SELAMAT DATANG DI BLOG PENDIDIKAN SEKOLAH MENENGAH PERTAMA

SELAMAT DATANG DI BLOG PENDIDIKAN SMP NEGERI 37 OKU PROPINSI SUMATERA SELATAN

Selasa, 03 April 2012

Pengembangan Perangkat Pembelajaran Matematika Realistik Materi Penjumlahan dan Perkalian Bentuk Aljabar di kelas VIII SMP Negeri 37 OKU



I. PENDAHULUAN
Kondisi yang mewarnai pembelajaran matematika saat ini adalah seputar rendahnya kualitas (baca:mutu) pendidikan matematika, (Marpaung, 2001; Sembiring, 2001; Hadi, 2002; Fauzan, 2002). Laporan Badan Standar Nasional Pendidikan (BSNP) tiga tahun ini menunjukkan bahwa mutu pendidikan matematika yang ditandai dengan nilai rata-rata ujian nasional pada tingkat nasional masih yang terendah dibandingkan dengan mata pelajaran yang lain (Depdiknas, 2008).
Menurut Djaali (2007), Sukmadinata (2006) mengemukakan bahwa mutu pendidikan dicerminkan oleh kompetensi lulusan yang dipengaruhi oleh kualitas proses dan isi pendidikan, mutu dipandang hasil tetapi dapat pula dilihat dari proses pembelajaran di kelas, mutu lulusan yang rendah dapat menimbulkan berbagai masalah, seperti tidak dapat melanjutkan studi, tidak dapat menyelesaikan studinya pada jenjang lebih tinggi.
Jika ditinjau dari proses belajar mengajar, terdapat beberapa hal yang sangat mendasar dan perlu mendapat perhatian khusus, hal tersebut didasarkan pada hasil diskusi dari beberapa rekan guru dalam forum Musyawarah Guru Mata Pelajaran (MGMP) mengungkapkan bahwa: (1) sangat sulit menerapkan model ataupun pendekatan pada RPP yang mereka buat, sehingga RPP yang dibuat belum mencerminkan model atau pendekatan yang mereka pilih, (2) RPP yang dibuat tidak dilengkapi LKS, buku siswa yang sesuai, karena mereka belum mengetahui benar bagaimana model atau pendekatan yang mereka pilih, (3) khususnya dalam penyajian materi masih terdapat beberapa masalah dalam pembelajaran
Kurikulum Tingkat Satuan Pendidikan (KTSP) 2006 yang menjadi acuan sekarang ini antara lain menyatakan bahwa dalam kegiatan pembelajaran guru hendaknya menerapkan berbagai pendekatan, strategi, metode dan teknik pembelajaran yang mendidik secara kreatif, penataan materi pembelajaran secara benar sesuai dengan pendekatan yang dipilih dan karaktristik siswa. Pengajaran ini dimulai dari hal-hal konkret dilanjutkan ke hal yang abstrak. Pengajaran di SMP, terutama diarahkan agar siswa memiliki kemampuan berpikir logis, analitis, sistematis, kritis dan kreatif serta memiliki sikap menghargai matematika dan kegunaannya dalam kehidupan, harapan tersebut tidak sejalan dengan situasi dan kondisi pembelajaran matematika di kelas selama ini dalam belajar adalah pembelajaran secara konvensional dimana siswa hanya menerima saja apa yang disampaikan oleh guru, urutan penyajian bahan dimulai dari abstrak ke konkret, yang bertentangan dengan perkembangan kognitif siswa dan kurang memanfaatkan lingkungan siswa sebagai sumber belajar (Soedjadi, 2001a).

# # # # #

**Tugas Tertulis 1**
Kembalikan setiap baris dari daftar di bawah ini yang memuat kata "person".

[Data sumber]
# # # # #

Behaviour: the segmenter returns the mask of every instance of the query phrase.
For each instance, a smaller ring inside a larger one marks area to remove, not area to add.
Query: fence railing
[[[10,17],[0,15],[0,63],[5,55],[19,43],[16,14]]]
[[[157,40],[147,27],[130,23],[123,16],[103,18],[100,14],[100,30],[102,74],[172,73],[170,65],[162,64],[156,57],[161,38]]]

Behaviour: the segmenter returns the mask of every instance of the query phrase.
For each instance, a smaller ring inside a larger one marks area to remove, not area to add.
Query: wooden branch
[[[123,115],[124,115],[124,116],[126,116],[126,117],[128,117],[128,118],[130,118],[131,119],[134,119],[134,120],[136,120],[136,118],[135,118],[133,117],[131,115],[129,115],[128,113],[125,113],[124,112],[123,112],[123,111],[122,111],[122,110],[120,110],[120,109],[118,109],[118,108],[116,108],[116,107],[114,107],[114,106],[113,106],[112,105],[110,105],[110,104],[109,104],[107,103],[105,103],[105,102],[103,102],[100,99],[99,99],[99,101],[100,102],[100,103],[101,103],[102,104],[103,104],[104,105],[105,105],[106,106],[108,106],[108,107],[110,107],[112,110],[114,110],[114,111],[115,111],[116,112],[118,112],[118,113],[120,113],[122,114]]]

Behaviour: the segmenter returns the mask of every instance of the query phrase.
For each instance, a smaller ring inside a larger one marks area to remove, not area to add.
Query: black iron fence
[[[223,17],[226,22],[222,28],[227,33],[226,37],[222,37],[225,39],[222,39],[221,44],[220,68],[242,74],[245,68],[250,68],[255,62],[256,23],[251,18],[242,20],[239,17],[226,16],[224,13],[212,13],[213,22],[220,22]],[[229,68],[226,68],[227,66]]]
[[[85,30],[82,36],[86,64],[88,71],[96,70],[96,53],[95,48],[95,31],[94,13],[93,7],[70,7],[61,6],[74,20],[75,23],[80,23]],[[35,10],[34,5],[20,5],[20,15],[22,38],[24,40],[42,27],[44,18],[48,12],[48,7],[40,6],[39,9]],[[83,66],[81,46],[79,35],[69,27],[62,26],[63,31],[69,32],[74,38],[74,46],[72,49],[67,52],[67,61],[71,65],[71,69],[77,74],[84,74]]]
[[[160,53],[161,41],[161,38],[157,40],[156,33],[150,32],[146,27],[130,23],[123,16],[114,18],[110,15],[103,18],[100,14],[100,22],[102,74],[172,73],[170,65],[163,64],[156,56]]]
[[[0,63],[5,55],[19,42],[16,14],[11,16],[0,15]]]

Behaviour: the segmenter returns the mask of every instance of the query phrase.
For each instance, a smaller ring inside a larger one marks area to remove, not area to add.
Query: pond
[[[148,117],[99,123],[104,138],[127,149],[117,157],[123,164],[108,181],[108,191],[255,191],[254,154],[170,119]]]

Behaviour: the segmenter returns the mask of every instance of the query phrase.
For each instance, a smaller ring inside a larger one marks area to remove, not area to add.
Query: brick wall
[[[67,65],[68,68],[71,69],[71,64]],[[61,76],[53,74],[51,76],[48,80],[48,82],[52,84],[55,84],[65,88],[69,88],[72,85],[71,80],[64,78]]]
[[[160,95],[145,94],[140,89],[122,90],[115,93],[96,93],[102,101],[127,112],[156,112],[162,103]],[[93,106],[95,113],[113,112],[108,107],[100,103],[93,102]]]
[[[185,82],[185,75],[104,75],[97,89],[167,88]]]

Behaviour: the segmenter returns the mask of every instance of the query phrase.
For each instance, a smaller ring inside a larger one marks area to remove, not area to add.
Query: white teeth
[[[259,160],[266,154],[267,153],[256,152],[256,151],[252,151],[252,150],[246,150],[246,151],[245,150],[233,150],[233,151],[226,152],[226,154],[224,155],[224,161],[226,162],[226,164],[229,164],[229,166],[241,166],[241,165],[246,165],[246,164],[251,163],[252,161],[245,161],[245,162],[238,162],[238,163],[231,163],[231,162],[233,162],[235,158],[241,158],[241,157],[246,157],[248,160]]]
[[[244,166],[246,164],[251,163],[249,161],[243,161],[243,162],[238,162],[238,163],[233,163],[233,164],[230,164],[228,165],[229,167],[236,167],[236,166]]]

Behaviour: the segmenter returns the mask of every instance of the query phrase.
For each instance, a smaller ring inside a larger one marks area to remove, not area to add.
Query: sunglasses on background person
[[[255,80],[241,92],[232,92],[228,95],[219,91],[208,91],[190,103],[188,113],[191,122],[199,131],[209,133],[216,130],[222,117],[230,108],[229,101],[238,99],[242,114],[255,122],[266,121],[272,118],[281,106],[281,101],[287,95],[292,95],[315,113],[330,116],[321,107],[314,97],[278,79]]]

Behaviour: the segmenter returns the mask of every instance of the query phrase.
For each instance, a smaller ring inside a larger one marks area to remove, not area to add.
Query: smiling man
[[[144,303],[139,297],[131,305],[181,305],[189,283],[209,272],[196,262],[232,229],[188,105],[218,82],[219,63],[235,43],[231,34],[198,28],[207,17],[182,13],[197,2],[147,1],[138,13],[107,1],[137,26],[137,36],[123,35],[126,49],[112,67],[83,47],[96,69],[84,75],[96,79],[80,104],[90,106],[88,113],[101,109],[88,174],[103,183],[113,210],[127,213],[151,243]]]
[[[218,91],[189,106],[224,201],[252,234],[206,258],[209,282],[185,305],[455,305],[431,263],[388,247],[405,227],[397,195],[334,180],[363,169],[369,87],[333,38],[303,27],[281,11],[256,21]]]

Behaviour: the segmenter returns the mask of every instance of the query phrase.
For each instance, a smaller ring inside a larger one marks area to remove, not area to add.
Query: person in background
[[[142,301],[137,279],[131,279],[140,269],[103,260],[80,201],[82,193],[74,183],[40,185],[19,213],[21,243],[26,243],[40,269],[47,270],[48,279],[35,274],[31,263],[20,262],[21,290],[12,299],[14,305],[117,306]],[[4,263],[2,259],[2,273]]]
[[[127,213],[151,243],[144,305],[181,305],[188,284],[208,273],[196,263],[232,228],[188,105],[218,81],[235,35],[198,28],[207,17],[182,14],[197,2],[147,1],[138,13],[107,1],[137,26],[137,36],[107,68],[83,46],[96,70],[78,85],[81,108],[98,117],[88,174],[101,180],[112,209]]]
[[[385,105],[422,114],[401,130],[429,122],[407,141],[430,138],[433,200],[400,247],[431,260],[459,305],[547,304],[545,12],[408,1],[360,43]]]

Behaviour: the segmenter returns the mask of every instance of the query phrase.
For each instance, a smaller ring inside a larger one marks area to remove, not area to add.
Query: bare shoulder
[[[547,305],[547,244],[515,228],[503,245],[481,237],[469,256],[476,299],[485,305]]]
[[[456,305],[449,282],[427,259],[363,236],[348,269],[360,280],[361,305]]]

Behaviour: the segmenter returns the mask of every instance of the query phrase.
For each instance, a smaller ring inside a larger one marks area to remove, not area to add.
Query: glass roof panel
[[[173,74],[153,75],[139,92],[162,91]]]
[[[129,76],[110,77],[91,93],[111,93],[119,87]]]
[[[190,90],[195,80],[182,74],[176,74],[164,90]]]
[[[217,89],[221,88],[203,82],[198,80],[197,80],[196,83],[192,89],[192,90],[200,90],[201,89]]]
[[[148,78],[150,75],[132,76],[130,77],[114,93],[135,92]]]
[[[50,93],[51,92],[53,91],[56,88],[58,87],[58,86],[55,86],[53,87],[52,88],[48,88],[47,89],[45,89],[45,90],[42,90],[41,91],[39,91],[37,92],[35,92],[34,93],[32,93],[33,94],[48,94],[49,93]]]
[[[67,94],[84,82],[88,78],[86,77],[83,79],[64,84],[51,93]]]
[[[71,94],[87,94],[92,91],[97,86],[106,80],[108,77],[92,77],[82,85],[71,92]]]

# # # # #

**Tugas Tertulis 2**
Lanjutkan teks tentang pembelajaran matematika realistik di atas, dimulai setelah kalimat terakhirnya.

**Hasil yang Diharapkan 1**
Query: sunglasses on background person
Query: person in background

**Hasil yang Diharapkan 2**
Pembelajaran matematika realistik adalah  pendekatan pendidikan matematika yang telah dikembangkan dan diterapkan di Belanda sejak tahun 1971. Pendekatan ini mengacu pada pendapat Freudental (dalam Gravemeijer, 1994:82), yang menyatakan bahwa pendidikan matematika harus dikaitkan dengan realita dan kegiatan manusia. Pendekatan itu dikenal dengan nama Realistic Mathematics Education (RME).
Dalam bahasa Indonesia, secara operasional RME itu semakna dengan Pembelajaran Matematika Realistik. Oleh karena itu setelah melalui berbagai penyesuaian, RME itu dicoba dikembangkan dan diterapkan di Indonesia dengan nama Pembelajaran Matematika Realistik (PMR).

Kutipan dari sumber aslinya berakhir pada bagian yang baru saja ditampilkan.